[GIVEN TASK A] Lay out the records as a Markdown table with the columns Row and Line. Cover only the lines from the one containing "the lizard hind" through the last line of the records, inclusive, and skip any blank lines.

[SUPPLIED PASSAGE]
--
Appearance: the 50 gram tin, vacuum-sealed early last year, contains a blend of tobaccos, sliced with a fine, but somewhat sloppy ribbon. There are scraps of oriental tobacco leaves in the mix, and the latakia occasionally has stems. The tobacco is light and puffy - 50 grams of the blend is packed tightly enough in a standard tin. The humidity of the mixture is ideal - the mixture doesn't need to be dried, but interesting - it hardly gets any drier after an hour in the air.

Flavor: mild, relatively complex, but much closer to English Dunhill blends than to Oriental blends. Latakia is very mild, but, however, brighter in flavor: with its small amount, you can quite clearly smell the notes of cured leather and a slight scent of tar, but the peat is almost absent. Virginia is also brighter, it has herbal and even citrus notes, and the woody ones are a bit more subdued. The manufacturer was a bit stingy with orientals, their notes are simpler - there are some paprika and allspice, but spicy sweet and sourish aroma of badjan is missing, and to say nothing of slightly sweet and spicy cinnamon and walnut.

Taste: Oriental, with its bouquet of spices, woody note and a slight acidity in the taste, of course, lead the way, but they are well-supported by Virginia. The spices themselves are simple enough - the base is dominated by allspice, so that at first you get the impression that a little perique is added to the mix. On the other hand, the acidity quickly recedes into the background, while in Durbar, it is clearly noticeable almost to the middle of the pipe. In addition, the blend almost lacks the astringent, bitter walnut note that is also present in the original. It was replaced by the announced tannin notes that have a slightly different flavor and taste profile. Virginia adds a slight fruity sweetness and an even lighter herbal note, but here it stands out a bit more, although it remains in the background of the oriental. The blend, as a whole, is initially slightly sweeter than the Durbar, but, the sweetness fades quite quickly, and it forces me to suggest its infused origins. The latakia in the taste bouquet is subdued to the point of giving just a bit of leather and wood smoke. The way the flavor forms into one bouquet with a bias toward spicy and woody notes is less rapid, and the overall taste is a bit harsh - apparently influenced by the freshness of the tobacco. By the end of the pipe, the spice fades and the wood intensifies. In bents, by the way, the woody notes raise up faster. The blend at rest smokes cool and dry, but requires some attention to the pace of smoking, it begins to tingle the tongue when accelerated. The tobacco burns into a light gray dust and leaves no moisture in the pipe. The strength of the tobacco is medium, in a very large pipe a slight nicotine hit is possible. The aftertaste is soft, woody, slightly sweet, persistent.
--
[GIVEN TASK B] Carry on the pipe tobacco review from its final sentence.

[EXERCISE INPUT]
--
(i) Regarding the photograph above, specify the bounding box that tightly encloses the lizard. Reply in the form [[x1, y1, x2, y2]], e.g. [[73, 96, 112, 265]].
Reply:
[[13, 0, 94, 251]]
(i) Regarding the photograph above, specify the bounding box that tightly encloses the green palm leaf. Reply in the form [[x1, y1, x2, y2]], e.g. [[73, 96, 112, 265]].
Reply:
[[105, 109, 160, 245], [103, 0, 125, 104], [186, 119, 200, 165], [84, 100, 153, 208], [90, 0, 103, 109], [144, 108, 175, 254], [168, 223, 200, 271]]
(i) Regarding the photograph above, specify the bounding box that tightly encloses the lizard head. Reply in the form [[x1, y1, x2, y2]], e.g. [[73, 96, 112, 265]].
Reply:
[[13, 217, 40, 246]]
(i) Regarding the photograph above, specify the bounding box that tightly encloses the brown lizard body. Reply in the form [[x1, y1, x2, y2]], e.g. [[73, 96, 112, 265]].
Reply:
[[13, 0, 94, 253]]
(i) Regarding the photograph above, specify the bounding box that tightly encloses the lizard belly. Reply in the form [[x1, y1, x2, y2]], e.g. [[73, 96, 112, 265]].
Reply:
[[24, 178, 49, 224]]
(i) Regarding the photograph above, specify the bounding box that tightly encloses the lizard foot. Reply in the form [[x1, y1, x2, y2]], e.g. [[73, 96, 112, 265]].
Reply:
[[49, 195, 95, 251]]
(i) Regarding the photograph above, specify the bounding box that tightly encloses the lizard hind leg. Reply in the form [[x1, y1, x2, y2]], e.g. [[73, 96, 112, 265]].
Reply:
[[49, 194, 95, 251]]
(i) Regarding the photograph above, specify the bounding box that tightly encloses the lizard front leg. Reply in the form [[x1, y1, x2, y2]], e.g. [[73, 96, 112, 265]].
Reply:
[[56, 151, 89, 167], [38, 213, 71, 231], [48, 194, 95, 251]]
--
[WRITTEN RESPONSE A]
| Row | Line |
|---|---|
| 1 | (i) Regarding the photograph above, specify the bounding box that tightly encloses the lizard hind leg. Reply in the form [[x1, y1, x2, y2]], e.g. [[73, 96, 112, 265]]. |
| 2 | Reply: |
| 3 | [[49, 194, 95, 251]] |
| 4 | (i) Regarding the photograph above, specify the bounding box that tightly encloses the lizard front leg. Reply in the form [[x1, y1, x2, y2]], e.g. [[73, 96, 112, 265]]. |
| 5 | Reply: |
| 6 | [[56, 151, 89, 167], [38, 213, 71, 231], [48, 194, 95, 251]] |

[WRITTEN RESPONSE B]
The smoke from the tobacco is quite persistent, having a slight smell of sandalwood, tannin and a mixture of peppers.

What's the bottom line? This is a good, quality blend that is at a crossroads between mild English and Oriental. The orientals in it are simple, and the Virginia flavor and taste pulls a focus away from orientals. So… No miracle happened. The Dunhill Durbar that left us remains unreachable. In any case, I have a few more tins of Curzon, and I will definitely check what will happen to this blend after a few years.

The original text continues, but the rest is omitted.